• Task objective: Please rewrite the entries starting with the line containing "Objective — one point per instance of the house" and going on through the line containing "Objective — one point per instance of the window", substituting "occurrence" for "instance" and leaving everything else unchanged.

-- BEGIN Materials provided --

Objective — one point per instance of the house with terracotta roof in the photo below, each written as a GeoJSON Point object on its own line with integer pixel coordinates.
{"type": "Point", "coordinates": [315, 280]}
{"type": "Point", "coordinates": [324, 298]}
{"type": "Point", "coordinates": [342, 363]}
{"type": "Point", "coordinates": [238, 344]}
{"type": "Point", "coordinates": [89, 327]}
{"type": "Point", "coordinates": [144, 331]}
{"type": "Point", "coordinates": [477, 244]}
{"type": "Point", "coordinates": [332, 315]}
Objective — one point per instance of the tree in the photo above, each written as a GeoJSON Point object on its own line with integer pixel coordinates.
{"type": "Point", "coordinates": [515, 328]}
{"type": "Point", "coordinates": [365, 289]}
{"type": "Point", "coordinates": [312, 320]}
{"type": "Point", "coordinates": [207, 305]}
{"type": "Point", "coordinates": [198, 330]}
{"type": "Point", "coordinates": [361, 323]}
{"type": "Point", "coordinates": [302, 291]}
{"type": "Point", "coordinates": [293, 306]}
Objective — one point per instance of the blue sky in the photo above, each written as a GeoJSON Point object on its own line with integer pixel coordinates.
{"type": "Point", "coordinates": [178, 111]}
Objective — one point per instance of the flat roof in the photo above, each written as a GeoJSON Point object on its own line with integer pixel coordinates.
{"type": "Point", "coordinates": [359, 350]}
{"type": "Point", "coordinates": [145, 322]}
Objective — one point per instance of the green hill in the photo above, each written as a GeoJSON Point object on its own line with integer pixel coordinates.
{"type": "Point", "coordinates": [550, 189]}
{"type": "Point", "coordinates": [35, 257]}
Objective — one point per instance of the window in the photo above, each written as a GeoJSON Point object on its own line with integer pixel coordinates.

-- END Materials provided --
-- BEGIN Materials provided --

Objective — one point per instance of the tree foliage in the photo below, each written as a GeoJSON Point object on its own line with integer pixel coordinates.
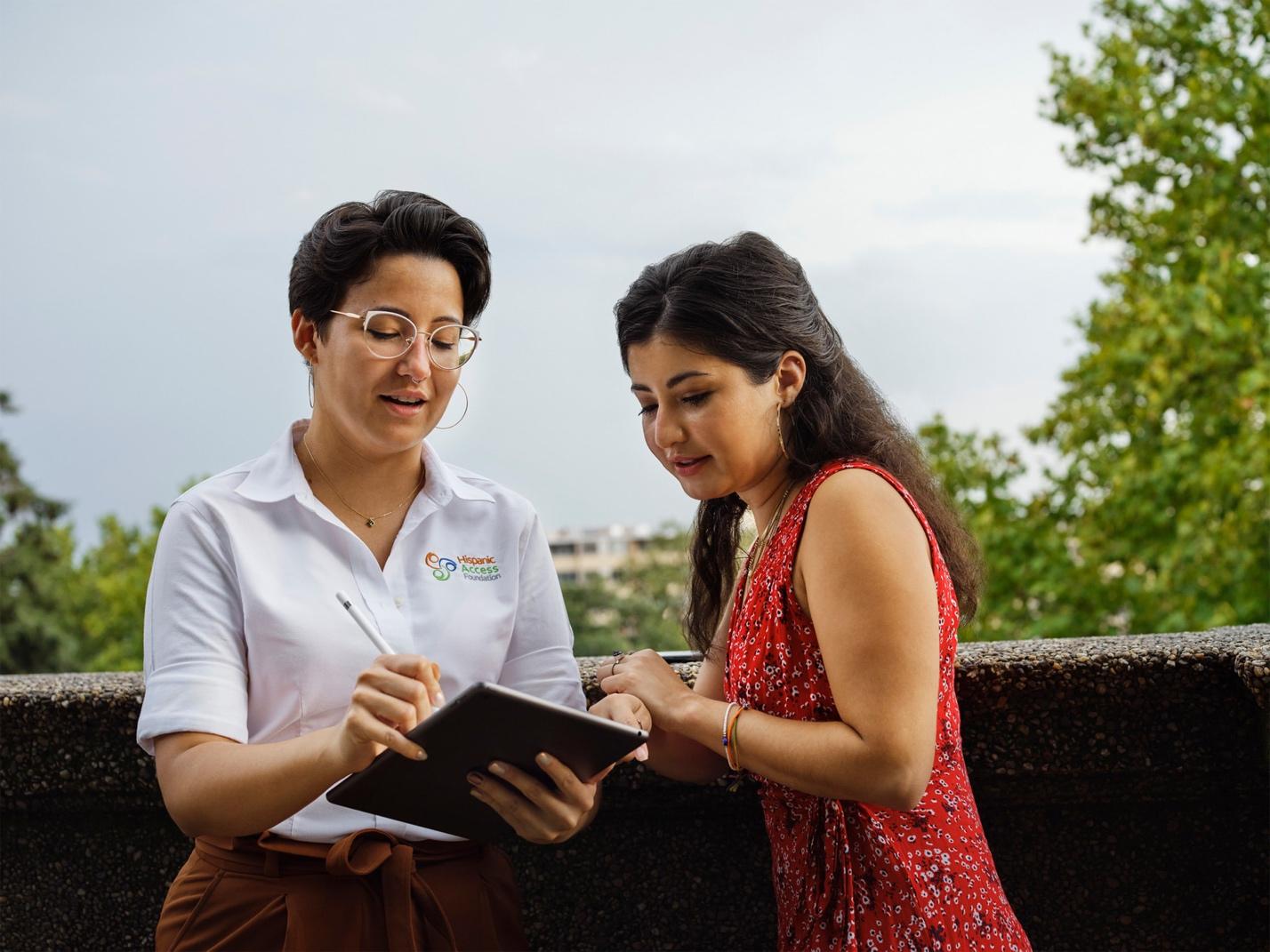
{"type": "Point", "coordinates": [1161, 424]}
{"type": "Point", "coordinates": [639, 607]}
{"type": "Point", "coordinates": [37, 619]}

-- END Materials provided --
-- BEGIN Materials provided --

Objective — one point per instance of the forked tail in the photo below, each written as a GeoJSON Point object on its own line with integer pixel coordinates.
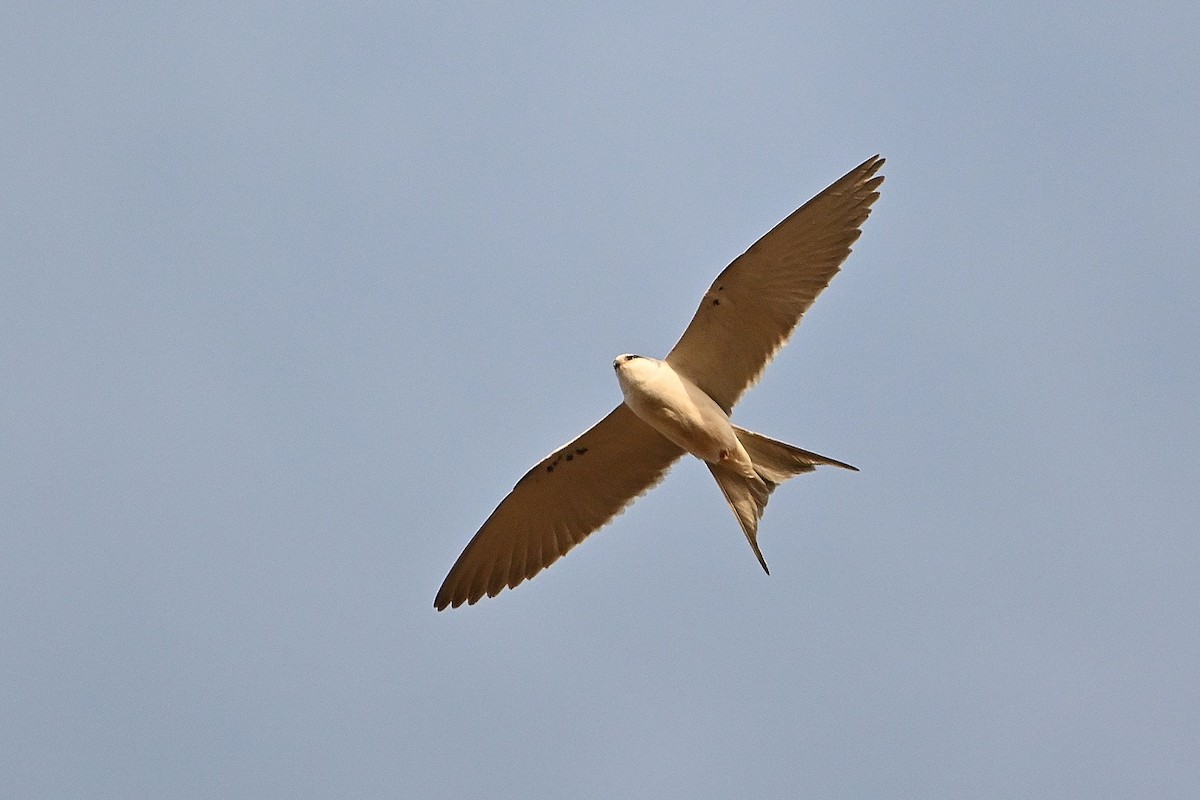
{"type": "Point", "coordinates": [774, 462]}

-- END Materials provided --

• Solution for this exercise:
Objective — one point per occurrence of the house with terracotta roof in the photo below, each written as a GeoJSON Point object on its own line with integer pixel coordinates.
{"type": "Point", "coordinates": [315, 280]}
{"type": "Point", "coordinates": [324, 298]}
{"type": "Point", "coordinates": [342, 363]}
{"type": "Point", "coordinates": [238, 344]}
{"type": "Point", "coordinates": [89, 327]}
{"type": "Point", "coordinates": [144, 331]}
{"type": "Point", "coordinates": [477, 244]}
{"type": "Point", "coordinates": [332, 315]}
Objective — one point per occurrence of the tree in the photo above, each written as a GeoJSON Point object on its own line with integer pixel coordinates.
{"type": "Point", "coordinates": [515, 328]}
{"type": "Point", "coordinates": [365, 289]}
{"type": "Point", "coordinates": [312, 320]}
{"type": "Point", "coordinates": [207, 305]}
{"type": "Point", "coordinates": [198, 330]}
{"type": "Point", "coordinates": [361, 323]}
{"type": "Point", "coordinates": [302, 291]}
{"type": "Point", "coordinates": [293, 306]}
Objective — one point per occurrence of the blue sky in the photo above, each written as a GeoJSON Point object on its own line with integer pixel coordinates.
{"type": "Point", "coordinates": [178, 111]}
Objective — one point per occurrence of the flat roof in the photo above, each written as a GeoJSON Point object on its own line with integer pixel coordinates.
{"type": "Point", "coordinates": [359, 350]}
{"type": "Point", "coordinates": [145, 322]}
Objective — one point per occurrence of the green hill in the photo above, each written as a GeoJSON Point object on its own line with integer pixel coordinates.
{"type": "Point", "coordinates": [550, 189]}
{"type": "Point", "coordinates": [35, 257]}
Objective — one point per occurrence of the window in the photo above, each written as a GeoJSON Point object on its own line with integer pixel coordinates.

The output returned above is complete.